**課題一覧**
• a. 対象テキストで、筆者が自分の隠れ十八番として挙げている曲は何ですか。
• b. 対象テキストで、筆者が新年になって新しく買ったと述べているものをすべて挙げてください。

**対象テキスト**
= = = = = = =

話を戻す。カラオケを投与した。20代も半ばにさしかかり、なんてもうそんな定型句がどーしよーもなく「年をとった」ことを思わせるのでもあり、そして「年をとったというセリフが年をとった証拠だ」という、見かけ倒しの入れ子構造も、やはり陳腐だ。自分が20何歳なのかとっさには思い出せない。今年は2013年だとまだ思っている。ともかく声が出にくくなってるような、兆候はしばらく前から見られる。無邪気に楽しいというよりは、なにか老いと戦うために歌いに来てるようなフシもなくはないのであり、歌うことよりその場で踊るほうが楽しいこともある。もちろん一人ですよ。そしてたぶん人前では歌わないであろう「命果てるまで」(ユニコーン)が私の隠れ十八番で、なにか自分しか知らない自分の一面、心理的でない、があるのは楽しみでもあるらしい。


2014/1/7(Tue) 新しいことは日々起こっている。依然として起こり続けるし起こし続けている。でもそれをひとつひとつ記録したい気は、いまはそんなに強くない。そのほうが生きる上で効率がいいのかな。わからないけど、ことばとはうらはらに、記録する。新年になって新しく買ったものといえば、家計簿と、万年筆と、食品成分表です。そういえばその前に、どうも右手親指を中心に皮が厚くなってきたようで、ユースキンAを使いすぎたかしら。わからないけど、同じスキンケアを使い続けていると、慣れて効果が出なくなったり、やや不自然な状態に流れていったりする。いったん離れて、焼き畑農業みたいにいくつかの方法をためしつつ、いつかローテーションで戻ってくる。というわけで今度は何もつけないのに戻してみる。べつにこれで治るわけではないので気休めの一時しのぎだけど。

= = = = = = =

**与えられたデータ**
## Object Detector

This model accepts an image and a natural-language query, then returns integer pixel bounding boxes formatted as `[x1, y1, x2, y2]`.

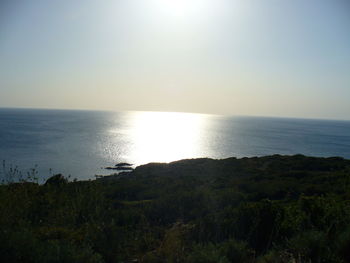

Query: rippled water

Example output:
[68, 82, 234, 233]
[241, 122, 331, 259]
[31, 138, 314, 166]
[0, 109, 350, 182]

= = = = = = =

**課題別の解答**
• a. ユニコーンの「命果てるまで」です。

• b. 家計簿、万年筆、食品成分表